··· INFORMATION PROVIDED

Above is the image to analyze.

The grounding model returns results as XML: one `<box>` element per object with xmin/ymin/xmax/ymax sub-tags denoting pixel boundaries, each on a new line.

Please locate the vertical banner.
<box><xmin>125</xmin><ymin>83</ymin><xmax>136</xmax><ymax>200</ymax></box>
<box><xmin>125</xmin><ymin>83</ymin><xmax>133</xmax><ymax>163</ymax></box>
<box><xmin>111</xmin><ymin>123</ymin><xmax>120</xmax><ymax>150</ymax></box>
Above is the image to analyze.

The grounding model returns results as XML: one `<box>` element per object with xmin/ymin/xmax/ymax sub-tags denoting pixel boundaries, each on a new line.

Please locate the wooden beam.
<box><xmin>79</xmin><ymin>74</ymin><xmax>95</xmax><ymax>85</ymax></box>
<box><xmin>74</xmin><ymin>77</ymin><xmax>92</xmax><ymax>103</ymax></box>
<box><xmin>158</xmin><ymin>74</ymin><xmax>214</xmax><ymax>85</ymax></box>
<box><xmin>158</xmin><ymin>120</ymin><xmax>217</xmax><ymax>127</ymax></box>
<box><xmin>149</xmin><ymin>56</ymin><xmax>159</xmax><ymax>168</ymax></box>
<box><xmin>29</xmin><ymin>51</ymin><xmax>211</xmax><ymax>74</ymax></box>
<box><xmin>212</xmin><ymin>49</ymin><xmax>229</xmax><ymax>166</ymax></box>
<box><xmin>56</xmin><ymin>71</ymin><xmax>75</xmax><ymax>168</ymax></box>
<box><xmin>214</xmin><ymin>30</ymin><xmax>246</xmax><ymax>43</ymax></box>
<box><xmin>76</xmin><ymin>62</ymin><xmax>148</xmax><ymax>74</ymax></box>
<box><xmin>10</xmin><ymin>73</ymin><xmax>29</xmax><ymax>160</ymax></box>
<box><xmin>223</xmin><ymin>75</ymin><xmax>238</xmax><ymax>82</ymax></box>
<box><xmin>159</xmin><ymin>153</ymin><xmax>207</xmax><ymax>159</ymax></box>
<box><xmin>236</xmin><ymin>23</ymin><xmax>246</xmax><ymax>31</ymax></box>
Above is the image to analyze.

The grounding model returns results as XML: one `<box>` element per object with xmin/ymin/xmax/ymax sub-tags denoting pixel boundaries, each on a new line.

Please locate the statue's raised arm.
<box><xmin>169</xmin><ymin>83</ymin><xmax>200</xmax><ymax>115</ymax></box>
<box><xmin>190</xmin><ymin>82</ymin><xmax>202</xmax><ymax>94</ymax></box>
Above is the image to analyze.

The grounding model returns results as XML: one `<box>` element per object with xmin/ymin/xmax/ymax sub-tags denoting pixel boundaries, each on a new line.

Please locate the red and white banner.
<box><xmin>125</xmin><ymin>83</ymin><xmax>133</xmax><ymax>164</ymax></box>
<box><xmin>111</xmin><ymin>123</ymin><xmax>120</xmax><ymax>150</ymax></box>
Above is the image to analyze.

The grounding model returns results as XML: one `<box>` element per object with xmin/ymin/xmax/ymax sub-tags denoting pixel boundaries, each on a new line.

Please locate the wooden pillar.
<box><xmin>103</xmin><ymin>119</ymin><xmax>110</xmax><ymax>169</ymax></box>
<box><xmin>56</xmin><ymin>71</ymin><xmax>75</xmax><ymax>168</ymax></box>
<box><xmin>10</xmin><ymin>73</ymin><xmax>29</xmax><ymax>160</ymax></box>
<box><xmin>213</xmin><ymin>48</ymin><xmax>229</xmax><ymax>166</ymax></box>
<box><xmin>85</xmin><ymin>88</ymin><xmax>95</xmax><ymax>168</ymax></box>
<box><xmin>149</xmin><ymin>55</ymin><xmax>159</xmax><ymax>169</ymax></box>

······

> _WORK TASK_
All entries given above should be transcribed exactly, with none omitted.

> _RESPONSE AREA_
Above is the image to analyze.

The grounding model returns results as XML: one `<box>` element per object with xmin/ymin/xmax/ymax sub-tags denoting pixel boundaries, each on a new line.

Please locate the vertical banner.
<box><xmin>125</xmin><ymin>83</ymin><xmax>136</xmax><ymax>200</ymax></box>
<box><xmin>125</xmin><ymin>83</ymin><xmax>133</xmax><ymax>163</ymax></box>
<box><xmin>111</xmin><ymin>123</ymin><xmax>120</xmax><ymax>150</ymax></box>
Above is the image to analyze.

The grounding model returns results as XML: one `<box>` element per object with xmin/ymin/xmax/ymax sub-tags denoting pixel boundaries, each on a new line.

Please locate the wooden beam.
<box><xmin>79</xmin><ymin>74</ymin><xmax>95</xmax><ymax>85</ymax></box>
<box><xmin>74</xmin><ymin>77</ymin><xmax>92</xmax><ymax>103</ymax></box>
<box><xmin>158</xmin><ymin>74</ymin><xmax>214</xmax><ymax>85</ymax></box>
<box><xmin>158</xmin><ymin>120</ymin><xmax>217</xmax><ymax>127</ymax></box>
<box><xmin>149</xmin><ymin>56</ymin><xmax>159</xmax><ymax>168</ymax></box>
<box><xmin>29</xmin><ymin>51</ymin><xmax>211</xmax><ymax>74</ymax></box>
<box><xmin>212</xmin><ymin>49</ymin><xmax>229</xmax><ymax>166</ymax></box>
<box><xmin>56</xmin><ymin>71</ymin><xmax>75</xmax><ymax>168</ymax></box>
<box><xmin>214</xmin><ymin>30</ymin><xmax>246</xmax><ymax>43</ymax></box>
<box><xmin>76</xmin><ymin>62</ymin><xmax>148</xmax><ymax>74</ymax></box>
<box><xmin>10</xmin><ymin>73</ymin><xmax>29</xmax><ymax>160</ymax></box>
<box><xmin>223</xmin><ymin>75</ymin><xmax>238</xmax><ymax>82</ymax></box>
<box><xmin>159</xmin><ymin>153</ymin><xmax>207</xmax><ymax>159</ymax></box>
<box><xmin>236</xmin><ymin>23</ymin><xmax>246</xmax><ymax>31</ymax></box>
Above is the image to analyze.

The grounding model returns results as XML: one `<box>` element per object with xmin/ymin/xmax/ymax sub-tags denoting pixel boundaries, each on a new line.

Please locate the statue's raised arm.
<box><xmin>169</xmin><ymin>83</ymin><xmax>200</xmax><ymax>115</ymax></box>
<box><xmin>190</xmin><ymin>82</ymin><xmax>202</xmax><ymax>94</ymax></box>
Above is the image to analyze.

The grounding model returns results as XML: one `<box>` element per object with xmin/ymin/xmax/ymax sub-tags denoting pixel boundaries, each on a new line.

Please locate the red and white banner.
<box><xmin>125</xmin><ymin>83</ymin><xmax>133</xmax><ymax>164</ymax></box>
<box><xmin>111</xmin><ymin>123</ymin><xmax>120</xmax><ymax>150</ymax></box>
Above is the image to analyze.

The grounding model returns results as XML: one `<box>` element per object with xmin/ymin/xmax/ymax sub-tags denoting pixel boundaries, each on a new line.

Please locate the wooden pillar.
<box><xmin>103</xmin><ymin>119</ymin><xmax>110</xmax><ymax>169</ymax></box>
<box><xmin>56</xmin><ymin>71</ymin><xmax>75</xmax><ymax>168</ymax></box>
<box><xmin>10</xmin><ymin>73</ymin><xmax>29</xmax><ymax>160</ymax></box>
<box><xmin>213</xmin><ymin>48</ymin><xmax>229</xmax><ymax>166</ymax></box>
<box><xmin>85</xmin><ymin>88</ymin><xmax>95</xmax><ymax>168</ymax></box>
<box><xmin>149</xmin><ymin>55</ymin><xmax>159</xmax><ymax>169</ymax></box>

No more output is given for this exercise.